• Quoted text:

-.-.-

Pursuant to the Amendment, upon the consummation of the Acquisition, the Lenders have agreed to modify the leverage ratio covenant in the Existing Credit Agreement to increase the maximum leverage ratio to (i) 4.00 to 1.00 on the last day of the first, second and third fiscal quarters ending after the date the Acquisition is consummated (the Acxiom Closing Date), (ii) 3.75 to 1.00 on the last day of the fourth, fifth, sixth and seventh full fiscal quarters ending after the Acxiom Closing Date and (iii) 3.50 to 1.00 on the last day of the eighth full fiscal quarter ending after the Acxiom Closing Date and thereafter.
The foregoing description of the material terms of the Amendment is qualified in its entirety by reference to the Amendment, a copy of which is attached hereto as Exhibit 10.2 and incorporated by reference herein.
Item 2.03 | Creation of a Direct Financial Obligation or an Obligation under an Off-Balance Sheet Arrangement of a Registrant. |
The disclosure set forth in Item 1.01 above related to the Term Loan Agreement is incorporated by reference into this Item 2.03.

-.-.-

• Dataset content:
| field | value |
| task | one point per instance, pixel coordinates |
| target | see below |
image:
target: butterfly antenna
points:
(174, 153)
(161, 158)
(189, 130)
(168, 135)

-.-.-

• Written tasks:
**1.** In the amendment passage, under which exhibit number is a copy of the Amendment attached?
**2.** Please write out the amendment passage word for word, between "The foregoing description" and "by reference herein.", inclusive.

• Per-task outputs:
**1.** Exhibit 10.2

**2.**
The foregoing description of the material terms of the Amendment is qualified in its entirety by reference to the Amendment, a copy of which is attached hereto as Exhibit 10.2 and incorporated by reference herein.